= YOUR OBJECTIVE =
Copy the forum thread word for word, beginning at the words "Sounds like the" and stopping after "coats won't help.".

= ARTICLE =
# Flaking sealant on wood table



## teragramrk (Feb 11, 2017)

Last spring my boyfriend's mother gave me her kitchen table with 4 matching chairs and a bench.  We decided to sand, stain, and reseal them all.  As of the Christmas holiday, the table and the bench are done (the easy pieces) and have been in daily use.  I just noticed the Minwax polyurethane sealant is starting to flake at the corner of the table.  It looks like something scratched there, though I can't for the life of me figure out what (maybe my cat, but a cat nail shouldn't rip through the coat of a table, right?).  My question is how do I fix the flaked sealant without taking the whole thing apart and putting on another coat?  I put on about 7 coats the first time, but realized after the first three that I hadn't mixed the sealant properly and the coats weren't thick enough (hence the additional coats).  Any advice would be greatly appreciated.


----------



## Gary (Feb 11, 2017)

Sounds like the Minwax may not be compatible with the original finish or the surface may not have been sanded well enough or there may have been a contaminate on the surface before finishing. Could also be the Minwax not being mixed well enough is contributing to the problem, or a combination of those issues.  The bad news is if the finish isn't bonding, adding additional coats won't help.


----------



## teragramrk (Feb 11, 2017)

I've tested it elsewhere by running my fingernail across the finish.  So far it's only in that spot where it doesn't seem to have bonded well.  Am I fooling myself into thinking the rest of the table is ok?

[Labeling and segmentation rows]

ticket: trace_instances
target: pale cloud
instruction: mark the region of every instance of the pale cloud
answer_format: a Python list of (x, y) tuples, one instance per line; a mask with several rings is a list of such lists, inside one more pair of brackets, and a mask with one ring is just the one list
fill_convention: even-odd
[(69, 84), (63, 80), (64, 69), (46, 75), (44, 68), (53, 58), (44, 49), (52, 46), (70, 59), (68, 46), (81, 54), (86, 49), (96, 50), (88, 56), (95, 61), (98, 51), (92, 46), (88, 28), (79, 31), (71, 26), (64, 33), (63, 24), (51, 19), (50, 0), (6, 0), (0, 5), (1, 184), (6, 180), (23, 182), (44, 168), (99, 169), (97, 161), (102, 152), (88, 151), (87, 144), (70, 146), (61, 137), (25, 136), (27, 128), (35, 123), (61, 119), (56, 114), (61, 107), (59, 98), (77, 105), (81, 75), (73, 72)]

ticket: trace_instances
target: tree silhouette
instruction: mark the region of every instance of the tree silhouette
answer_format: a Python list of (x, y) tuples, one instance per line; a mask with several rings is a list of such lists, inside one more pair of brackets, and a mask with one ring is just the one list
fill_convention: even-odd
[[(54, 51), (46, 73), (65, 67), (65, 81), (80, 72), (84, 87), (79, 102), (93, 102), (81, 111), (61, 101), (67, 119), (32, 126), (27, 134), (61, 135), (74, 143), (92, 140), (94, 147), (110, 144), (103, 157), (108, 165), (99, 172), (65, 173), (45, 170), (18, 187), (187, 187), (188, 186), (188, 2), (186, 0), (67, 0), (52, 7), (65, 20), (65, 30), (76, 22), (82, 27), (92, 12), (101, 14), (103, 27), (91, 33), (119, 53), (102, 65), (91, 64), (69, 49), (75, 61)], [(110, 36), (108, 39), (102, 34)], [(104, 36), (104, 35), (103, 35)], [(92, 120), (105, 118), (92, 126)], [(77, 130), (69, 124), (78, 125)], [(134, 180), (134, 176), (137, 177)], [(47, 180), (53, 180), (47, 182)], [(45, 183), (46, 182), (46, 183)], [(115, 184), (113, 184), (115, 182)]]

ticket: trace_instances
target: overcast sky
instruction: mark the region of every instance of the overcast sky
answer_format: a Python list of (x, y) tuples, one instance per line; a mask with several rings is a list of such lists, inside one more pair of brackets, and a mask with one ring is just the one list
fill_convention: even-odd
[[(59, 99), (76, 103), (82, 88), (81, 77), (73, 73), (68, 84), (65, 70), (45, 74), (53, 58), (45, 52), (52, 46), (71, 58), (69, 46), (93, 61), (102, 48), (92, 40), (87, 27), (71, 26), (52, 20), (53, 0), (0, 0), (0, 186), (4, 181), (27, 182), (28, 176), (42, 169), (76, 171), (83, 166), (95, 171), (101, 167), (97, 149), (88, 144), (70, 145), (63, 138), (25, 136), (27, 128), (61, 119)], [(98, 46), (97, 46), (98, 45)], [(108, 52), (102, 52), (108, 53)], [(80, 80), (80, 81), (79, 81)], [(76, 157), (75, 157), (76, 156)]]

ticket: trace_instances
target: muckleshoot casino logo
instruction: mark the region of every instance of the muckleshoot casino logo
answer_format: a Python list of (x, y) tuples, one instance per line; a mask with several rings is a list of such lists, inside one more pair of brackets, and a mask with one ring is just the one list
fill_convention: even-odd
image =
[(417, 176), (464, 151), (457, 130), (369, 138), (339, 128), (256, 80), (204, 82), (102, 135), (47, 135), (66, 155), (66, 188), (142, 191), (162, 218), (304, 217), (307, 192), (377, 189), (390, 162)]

= RESPONSE BELOW =
Sounds like the Minwax may not be compatible with the original finish or the surface may not have been sanded well enough or there may have been a contaminate on the surface before finishing. Could also be the Minwax not being mixed well enough is contributing to the problem, or a combination of those issues.  The bad news is if the finish isn't bonding, adding additional coats won't help.